> **Цель задания**
Перепишите целиком приведённый ниже текст о сборе налогов при Батории, не меняя в нём ни слова и ни знака.

> **Текст для чтения**
Так было устранено одно препятствие, мешавшее осуществлению военных планов Батория, но предстояло впереди еще немало иных помех. Налоги одобрены, но еще не собраны, находятся еще не в казне. На собирание их уйдет немало времени и придется затратить немало энергии. Враги Батория, очевидно, все те же Зборовские, стали собирать сеймики и возбуждать шляхту против короля, распространяя среди нее мнение о необходимости рассмотреть финансовые дела на новом сейме, так как не все воеводства пришли к одинаковым решениям по вопросу о размере налогов. Приходилось принимать меры против этой агитации, причем немаловажную услугу оказал королю по обыкновенно в данном деле Замойский[250].

В Пруссии проявилась тоже сильная оппозиция. Прусские чины не прислали даже своих депутатов на варшавский сейм. Поэтому необходимо было созывать и здесь сеймик, отправлять посла, представлять опасности, угрожающие Речи Посполитой и в особенности Пруссии со стороны московского врага, убеждать, вести переговоры, тратить время, чтобы только добыть средства на государственные нужды. Пруссия не сразу выразила готовность помогать королю. Сеймик, собранный в Грудзиондзе, ограничился жалобами на тяжелое экономическое положение страны и на нарушение привилегий, дарованных Пруссии. Вследствие этого являлась необходимость собрать новый сеймик, который согласился наконец дать королю 50 000 флоринов[251].

> **Приведённый список**
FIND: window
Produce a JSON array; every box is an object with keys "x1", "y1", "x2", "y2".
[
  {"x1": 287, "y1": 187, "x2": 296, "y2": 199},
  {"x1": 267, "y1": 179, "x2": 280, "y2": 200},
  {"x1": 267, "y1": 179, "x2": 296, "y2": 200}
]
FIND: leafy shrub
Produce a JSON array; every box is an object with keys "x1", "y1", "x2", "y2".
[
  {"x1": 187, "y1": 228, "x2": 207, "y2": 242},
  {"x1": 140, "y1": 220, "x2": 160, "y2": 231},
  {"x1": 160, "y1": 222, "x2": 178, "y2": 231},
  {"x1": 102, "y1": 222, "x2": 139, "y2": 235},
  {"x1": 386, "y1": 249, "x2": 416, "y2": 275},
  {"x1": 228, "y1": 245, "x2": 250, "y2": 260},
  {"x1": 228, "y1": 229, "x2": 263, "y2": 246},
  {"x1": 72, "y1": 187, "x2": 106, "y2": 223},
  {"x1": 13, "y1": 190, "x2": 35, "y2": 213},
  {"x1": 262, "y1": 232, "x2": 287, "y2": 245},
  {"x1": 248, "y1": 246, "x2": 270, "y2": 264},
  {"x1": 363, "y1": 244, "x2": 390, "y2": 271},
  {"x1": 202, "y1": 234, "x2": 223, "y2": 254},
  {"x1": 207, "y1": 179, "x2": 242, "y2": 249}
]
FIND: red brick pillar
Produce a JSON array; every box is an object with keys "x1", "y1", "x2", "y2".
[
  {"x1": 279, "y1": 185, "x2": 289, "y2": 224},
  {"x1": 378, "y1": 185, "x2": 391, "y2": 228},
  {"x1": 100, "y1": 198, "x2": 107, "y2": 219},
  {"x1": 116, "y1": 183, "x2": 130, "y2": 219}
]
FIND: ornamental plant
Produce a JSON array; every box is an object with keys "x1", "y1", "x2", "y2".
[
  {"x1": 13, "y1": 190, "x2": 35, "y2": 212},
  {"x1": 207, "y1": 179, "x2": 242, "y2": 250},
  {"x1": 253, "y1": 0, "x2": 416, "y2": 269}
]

> **Полный результат**
Так было устранено одно препятствие, мешавшее осуществлению военных планов Батория, но предстояло впереди еще немало иных помех. Налоги одобрены, но еще не собраны, находятся еще не в казне. На собирание их уйдет немало времени и придется затратить немало энергии. Враги Батория, очевидно, все те же Зборовские, стали собирать сеймики и возбуждать шляхту против короля, распространяя среди нее мнение о необходимости рассмотреть финансовые дела на новом сейме, так как не все воеводства пришли к одинаковым решениям по вопросу о размере налогов. Приходилось принимать меры против этой агитации, причем немаловажную услугу оказал королю по обыкновенно в данном деле Замойский[250].

В Пруссии проявилась тоже сильная оппозиция. Прусские чины не прислали даже своих депутатов на варшавский сейм. Поэтому необходимо было созывать и здесь сеймик, отправлять посла, представлять опасности, угрожающие Речи Посполитой и в особенности Пруссии со стороны московского врага, убеждать, вести переговоры, тратить время, чтобы только добыть средства на государственные нужды. Пруссия не сразу выразила готовность помогать королю. Сеймик, собранный в Грудзиондзе, ограничился жалобами на тяжелое экономическое положение страны и на нарушение привилегий, дарованных Пруссии. Вследствие этого являлась необходимость собрать новый сеймик, который согласился наконец дать королю 50 000 флоринов[251].